What you have to do - Every line of the data is to be output verbatim.

Records shown -
┌──

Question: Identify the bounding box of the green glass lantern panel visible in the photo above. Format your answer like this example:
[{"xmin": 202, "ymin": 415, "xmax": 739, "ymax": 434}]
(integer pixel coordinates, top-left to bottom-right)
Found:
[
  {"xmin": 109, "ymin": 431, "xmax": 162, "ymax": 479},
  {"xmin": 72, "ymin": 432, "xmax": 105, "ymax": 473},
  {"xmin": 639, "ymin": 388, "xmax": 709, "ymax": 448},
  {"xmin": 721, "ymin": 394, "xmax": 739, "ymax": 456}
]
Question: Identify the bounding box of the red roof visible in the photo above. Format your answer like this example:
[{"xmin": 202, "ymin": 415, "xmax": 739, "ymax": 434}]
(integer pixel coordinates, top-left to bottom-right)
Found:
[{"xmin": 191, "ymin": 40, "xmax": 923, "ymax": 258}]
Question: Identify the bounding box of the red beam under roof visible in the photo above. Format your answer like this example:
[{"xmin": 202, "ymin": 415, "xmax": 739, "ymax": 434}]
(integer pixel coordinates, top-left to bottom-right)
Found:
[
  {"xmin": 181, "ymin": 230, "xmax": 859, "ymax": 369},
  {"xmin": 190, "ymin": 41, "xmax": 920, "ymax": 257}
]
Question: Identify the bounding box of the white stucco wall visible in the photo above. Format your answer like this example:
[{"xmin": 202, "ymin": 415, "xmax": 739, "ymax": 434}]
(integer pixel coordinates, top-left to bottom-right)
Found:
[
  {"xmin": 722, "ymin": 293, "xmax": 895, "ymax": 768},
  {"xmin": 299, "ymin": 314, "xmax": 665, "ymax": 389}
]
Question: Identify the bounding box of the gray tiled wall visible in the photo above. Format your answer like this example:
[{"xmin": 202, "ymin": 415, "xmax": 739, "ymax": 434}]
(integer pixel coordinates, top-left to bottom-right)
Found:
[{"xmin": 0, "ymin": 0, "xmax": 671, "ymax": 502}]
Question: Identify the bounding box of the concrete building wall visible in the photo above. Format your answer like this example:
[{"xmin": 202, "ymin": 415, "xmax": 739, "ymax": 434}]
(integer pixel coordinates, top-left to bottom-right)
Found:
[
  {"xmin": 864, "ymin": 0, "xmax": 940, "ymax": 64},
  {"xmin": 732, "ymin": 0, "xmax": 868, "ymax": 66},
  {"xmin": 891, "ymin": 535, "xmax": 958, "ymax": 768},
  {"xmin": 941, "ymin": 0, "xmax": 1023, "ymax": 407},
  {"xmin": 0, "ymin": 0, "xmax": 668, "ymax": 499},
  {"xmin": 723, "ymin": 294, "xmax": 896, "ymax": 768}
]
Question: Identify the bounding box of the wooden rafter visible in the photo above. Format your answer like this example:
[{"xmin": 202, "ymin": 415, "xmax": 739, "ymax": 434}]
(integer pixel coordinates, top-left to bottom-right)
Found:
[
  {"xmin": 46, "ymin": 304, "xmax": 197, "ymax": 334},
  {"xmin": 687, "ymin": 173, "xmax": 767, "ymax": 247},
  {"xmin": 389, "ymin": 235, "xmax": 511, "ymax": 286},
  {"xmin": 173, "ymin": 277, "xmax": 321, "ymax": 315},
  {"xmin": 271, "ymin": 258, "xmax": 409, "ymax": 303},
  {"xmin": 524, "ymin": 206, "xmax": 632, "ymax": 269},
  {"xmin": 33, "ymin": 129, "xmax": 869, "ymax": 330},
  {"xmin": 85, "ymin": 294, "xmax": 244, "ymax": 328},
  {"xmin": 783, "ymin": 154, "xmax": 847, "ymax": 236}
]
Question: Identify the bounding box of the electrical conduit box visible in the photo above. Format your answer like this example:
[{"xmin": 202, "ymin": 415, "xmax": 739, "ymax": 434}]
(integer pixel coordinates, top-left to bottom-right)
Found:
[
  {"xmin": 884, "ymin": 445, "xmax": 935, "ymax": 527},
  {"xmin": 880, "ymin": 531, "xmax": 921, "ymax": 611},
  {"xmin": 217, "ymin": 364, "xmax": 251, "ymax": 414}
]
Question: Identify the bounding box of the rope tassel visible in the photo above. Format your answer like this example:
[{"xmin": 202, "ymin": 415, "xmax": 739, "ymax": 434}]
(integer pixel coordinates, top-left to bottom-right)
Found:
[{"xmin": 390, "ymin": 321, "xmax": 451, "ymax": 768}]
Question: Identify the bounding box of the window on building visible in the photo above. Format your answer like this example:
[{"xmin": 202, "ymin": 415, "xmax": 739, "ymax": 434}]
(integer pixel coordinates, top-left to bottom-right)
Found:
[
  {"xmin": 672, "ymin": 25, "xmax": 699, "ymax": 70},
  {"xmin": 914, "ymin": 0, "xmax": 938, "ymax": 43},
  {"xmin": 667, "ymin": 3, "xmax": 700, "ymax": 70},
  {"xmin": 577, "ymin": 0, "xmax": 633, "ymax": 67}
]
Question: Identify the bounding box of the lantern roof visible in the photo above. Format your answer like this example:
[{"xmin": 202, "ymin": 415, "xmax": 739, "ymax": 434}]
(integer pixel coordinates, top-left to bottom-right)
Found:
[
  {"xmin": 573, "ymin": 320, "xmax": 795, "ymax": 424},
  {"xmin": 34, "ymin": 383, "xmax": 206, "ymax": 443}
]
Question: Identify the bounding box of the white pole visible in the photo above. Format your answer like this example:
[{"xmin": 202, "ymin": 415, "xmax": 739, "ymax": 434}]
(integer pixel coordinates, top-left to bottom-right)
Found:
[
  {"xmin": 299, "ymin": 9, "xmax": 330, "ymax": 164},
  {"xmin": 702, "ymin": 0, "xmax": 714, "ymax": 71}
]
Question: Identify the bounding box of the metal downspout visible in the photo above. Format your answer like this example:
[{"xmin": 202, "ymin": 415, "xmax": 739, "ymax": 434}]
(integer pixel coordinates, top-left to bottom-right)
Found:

└──

Result of this exercise -
Question: Identify the bounding box of the green glass lantern panel visible in the photo above. Format your answer like this example:
[{"xmin": 202, "ymin": 415, "xmax": 739, "ymax": 434}]
(integer pixel coordinates, top-left to bottom-right)
Found:
[
  {"xmin": 109, "ymin": 431, "xmax": 162, "ymax": 479},
  {"xmin": 72, "ymin": 432, "xmax": 105, "ymax": 473},
  {"xmin": 639, "ymin": 388, "xmax": 709, "ymax": 448},
  {"xmin": 721, "ymin": 394, "xmax": 739, "ymax": 456}
]
Question: Identify the bounding box of the red roof visible in the photo above. Format your answer like this example:
[{"xmin": 202, "ymin": 415, "xmax": 739, "ymax": 434}]
(integer pixel coordinates, top-left to bottom-right)
Found:
[{"xmin": 191, "ymin": 40, "xmax": 923, "ymax": 258}]
Question: Identify the bounding box of the red beam under roof visible in the photo above. Format your answer like this example:
[{"xmin": 202, "ymin": 415, "xmax": 739, "ymax": 434}]
(integer pixel coordinates, top-left to bottom-right)
Found:
[
  {"xmin": 181, "ymin": 230, "xmax": 859, "ymax": 369},
  {"xmin": 190, "ymin": 41, "xmax": 920, "ymax": 257}
]
Question: Identify the bounding box of the white stucco wall visible in the photo above. Format your answer like this example:
[{"xmin": 202, "ymin": 415, "xmax": 739, "ymax": 434}]
(integer pixel coordinates, top-left to bottom-right)
Found:
[
  {"xmin": 722, "ymin": 293, "xmax": 895, "ymax": 768},
  {"xmin": 299, "ymin": 314, "xmax": 665, "ymax": 389}
]
Question: Identify the bounding box of the gray tiled wall visible in the photo above. Format your answer like this example:
[{"xmin": 202, "ymin": 415, "xmax": 739, "ymax": 434}]
(integer pixel coordinates, top-left to bottom-right)
Found:
[{"xmin": 0, "ymin": 0, "xmax": 671, "ymax": 502}]
Question: Identify the bounding box of the concrete building wall visible in the photo above. Format your answer like this example:
[{"xmin": 202, "ymin": 415, "xmax": 739, "ymax": 434}]
(integer pixel coordinates, top-left to bottom-right)
Found:
[
  {"xmin": 864, "ymin": 0, "xmax": 940, "ymax": 64},
  {"xmin": 732, "ymin": 0, "xmax": 868, "ymax": 66},
  {"xmin": 891, "ymin": 535, "xmax": 958, "ymax": 768},
  {"xmin": 941, "ymin": 0, "xmax": 1023, "ymax": 407},
  {"xmin": 0, "ymin": 0, "xmax": 668, "ymax": 499},
  {"xmin": 723, "ymin": 294, "xmax": 896, "ymax": 768}
]
Question: Identify the bounding box of the wooden rafter visible in the photo above. Format your answer like this example:
[{"xmin": 202, "ymin": 415, "xmax": 739, "ymax": 434}]
(integer pixel coordinates, top-left to bottom-right)
Found:
[
  {"xmin": 46, "ymin": 304, "xmax": 197, "ymax": 334},
  {"xmin": 687, "ymin": 173, "xmax": 767, "ymax": 247},
  {"xmin": 389, "ymin": 235, "xmax": 511, "ymax": 286},
  {"xmin": 173, "ymin": 277, "xmax": 321, "ymax": 315},
  {"xmin": 271, "ymin": 258, "xmax": 409, "ymax": 303},
  {"xmin": 524, "ymin": 206, "xmax": 632, "ymax": 269},
  {"xmin": 33, "ymin": 129, "xmax": 869, "ymax": 330},
  {"xmin": 85, "ymin": 294, "xmax": 244, "ymax": 328},
  {"xmin": 783, "ymin": 154, "xmax": 847, "ymax": 236}
]
Question: Identify the bounding box of the electrical conduit box visible in the photo above. Format your answer like this example:
[{"xmin": 202, "ymin": 415, "xmax": 739, "ymax": 434}]
(integer pixel coordinates, top-left to bottom-right)
Found:
[
  {"xmin": 884, "ymin": 445, "xmax": 935, "ymax": 527},
  {"xmin": 880, "ymin": 531, "xmax": 921, "ymax": 611},
  {"xmin": 217, "ymin": 364, "xmax": 251, "ymax": 414}
]
Question: Identify the bounding box of the rope tassel visible in the photo above. Format your answer like this example:
[{"xmin": 202, "ymin": 415, "xmax": 739, "ymax": 434}]
(integer pixel coordinates, top-left to bottom-right)
Found:
[{"xmin": 390, "ymin": 321, "xmax": 451, "ymax": 768}]
Question: Identify the bounding box of the window on building visible in the photo above. Format your answer like this example:
[{"xmin": 202, "ymin": 415, "xmax": 739, "ymax": 434}]
(integer pixel coordinates, top-left to bottom-right)
Found:
[
  {"xmin": 672, "ymin": 25, "xmax": 699, "ymax": 70},
  {"xmin": 914, "ymin": 0, "xmax": 938, "ymax": 43},
  {"xmin": 667, "ymin": 3, "xmax": 700, "ymax": 70},
  {"xmin": 577, "ymin": 0, "xmax": 633, "ymax": 67}
]
Question: Identify the bounding box of the lantern roof visible in the photo above. Format your answer like this example:
[{"xmin": 202, "ymin": 415, "xmax": 739, "ymax": 434}]
(integer pixel coordinates, top-left to bottom-right)
Found:
[
  {"xmin": 573, "ymin": 320, "xmax": 795, "ymax": 424},
  {"xmin": 34, "ymin": 383, "xmax": 206, "ymax": 443}
]
Question: Identify the bounding box of the white pole visible in the photo above. Format your answer like this example:
[{"xmin": 202, "ymin": 415, "xmax": 739, "ymax": 434}]
(integer pixel coordinates, top-left to bottom-right)
Found:
[
  {"xmin": 299, "ymin": 9, "xmax": 330, "ymax": 164},
  {"xmin": 702, "ymin": 0, "xmax": 714, "ymax": 71}
]
Question: Identify the bounding box of the metal downspout visible in the photo above. Format your answer like this example:
[{"xmin": 202, "ymin": 415, "xmax": 739, "ymax": 434}]
(integer pixel coordinates, top-left to bottom-right)
Found:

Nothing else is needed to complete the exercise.